Il programma UDP (malattie non diagnosticate) è guidato dal dottor William Gahl del National Human Genome Research Institute degli Istituti Nazionali di Sanità (NIH) americani e riceve richieste in arrivo da tutto il paese.
La valutazione avviene in 8-12 settimane e, nel 25-30% dei casi il paziente riceve una risposta e viene ricoverato per un’intera settimana nel corso della quale vengono effettuate tutte le indagini genetiche e funzionali possibili, al soggetto e alla famiglia. «Dal 2008 a oggi, abbiamo raccolto quattro mila cartelle cliniche, il 40% è costituito da bambini e nella maggior parte dei casi si tratta di malattie neurologiche» ha spiegato il dottor Gahl a Riva del Garda. La percentuale di casi risolti con una diagnosi clinica, molecolare o biochimica va dal 25 al 50%. Il paziente riceve dai ricercatori la speranza di una diagnosi e di una cura in cambio della cessione dei propri dati (che in questi casi è sempre bene accetta quando non attivamente sollecitata). La condivisione dei dati con la comunità scientifica e clinica internazionale è fondamentale, infatti, anche per la rarità delle condizioni.

__________

_Attività da svolgere_.
**A)** Secondo il brano sul programma UDP, in quanto tempo avviene la valutazione?
**B)** Trascrivi alla lettera la parte del brano sul programma UDP che comincia con le parole «Il programma UDP» e si ferma dopo le parole «tutto il paese.».
Le righe non hanno alcun legame con il brano.

__________

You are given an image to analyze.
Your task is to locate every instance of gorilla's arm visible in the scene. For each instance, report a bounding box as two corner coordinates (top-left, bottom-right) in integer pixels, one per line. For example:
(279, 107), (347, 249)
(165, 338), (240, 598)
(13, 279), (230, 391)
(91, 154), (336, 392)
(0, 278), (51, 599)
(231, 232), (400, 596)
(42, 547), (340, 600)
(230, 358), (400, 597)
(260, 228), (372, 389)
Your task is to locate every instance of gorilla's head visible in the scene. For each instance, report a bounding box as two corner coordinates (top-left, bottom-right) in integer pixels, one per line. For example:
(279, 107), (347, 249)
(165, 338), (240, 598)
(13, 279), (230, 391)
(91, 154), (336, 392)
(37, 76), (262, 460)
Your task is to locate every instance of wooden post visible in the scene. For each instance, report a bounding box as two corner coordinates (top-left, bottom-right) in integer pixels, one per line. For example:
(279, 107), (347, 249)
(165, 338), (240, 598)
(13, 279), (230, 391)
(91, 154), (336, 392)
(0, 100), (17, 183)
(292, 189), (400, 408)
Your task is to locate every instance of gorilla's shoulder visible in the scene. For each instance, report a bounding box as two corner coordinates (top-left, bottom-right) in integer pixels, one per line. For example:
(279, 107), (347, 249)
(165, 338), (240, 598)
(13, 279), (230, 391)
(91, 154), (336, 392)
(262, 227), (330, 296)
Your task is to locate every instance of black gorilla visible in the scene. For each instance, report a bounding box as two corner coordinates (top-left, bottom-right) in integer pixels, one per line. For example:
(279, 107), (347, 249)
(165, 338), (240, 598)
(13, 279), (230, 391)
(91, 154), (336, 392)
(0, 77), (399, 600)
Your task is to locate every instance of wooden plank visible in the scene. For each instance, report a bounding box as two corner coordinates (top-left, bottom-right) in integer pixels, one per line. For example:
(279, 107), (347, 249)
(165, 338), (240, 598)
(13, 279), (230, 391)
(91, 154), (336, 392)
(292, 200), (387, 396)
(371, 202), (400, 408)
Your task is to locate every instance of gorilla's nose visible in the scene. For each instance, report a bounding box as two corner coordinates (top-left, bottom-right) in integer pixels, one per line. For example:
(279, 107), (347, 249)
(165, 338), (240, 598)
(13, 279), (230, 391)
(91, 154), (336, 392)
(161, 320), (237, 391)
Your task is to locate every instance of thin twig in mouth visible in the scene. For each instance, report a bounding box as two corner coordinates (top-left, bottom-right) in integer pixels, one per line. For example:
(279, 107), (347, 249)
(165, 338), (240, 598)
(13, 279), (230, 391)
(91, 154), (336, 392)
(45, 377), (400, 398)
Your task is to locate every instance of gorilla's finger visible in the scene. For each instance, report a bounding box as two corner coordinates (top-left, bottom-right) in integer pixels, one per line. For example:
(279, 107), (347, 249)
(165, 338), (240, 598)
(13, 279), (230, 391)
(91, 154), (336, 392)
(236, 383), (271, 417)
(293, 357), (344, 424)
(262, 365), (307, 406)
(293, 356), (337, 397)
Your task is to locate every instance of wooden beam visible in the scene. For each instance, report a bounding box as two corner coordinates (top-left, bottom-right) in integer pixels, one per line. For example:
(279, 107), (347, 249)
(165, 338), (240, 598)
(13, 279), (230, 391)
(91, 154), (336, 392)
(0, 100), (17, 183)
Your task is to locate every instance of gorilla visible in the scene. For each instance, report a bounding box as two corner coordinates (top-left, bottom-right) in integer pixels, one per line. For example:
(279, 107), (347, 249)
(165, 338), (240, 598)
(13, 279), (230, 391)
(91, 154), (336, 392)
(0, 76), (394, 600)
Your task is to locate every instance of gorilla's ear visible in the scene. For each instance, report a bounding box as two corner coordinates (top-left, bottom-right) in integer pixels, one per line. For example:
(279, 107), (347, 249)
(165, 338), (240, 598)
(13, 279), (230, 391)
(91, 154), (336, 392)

__________

_Risposte_.
**A)** In 8-12 settimane.

**B)**
Il programma UDP (malattie non diagnosticate) è guidato dal dottor William Gahl del National Human Genome Research Institute degli Istituti Nazionali di Sanità (NIH) americani e riceve richieste in arrivo da tutto il paese.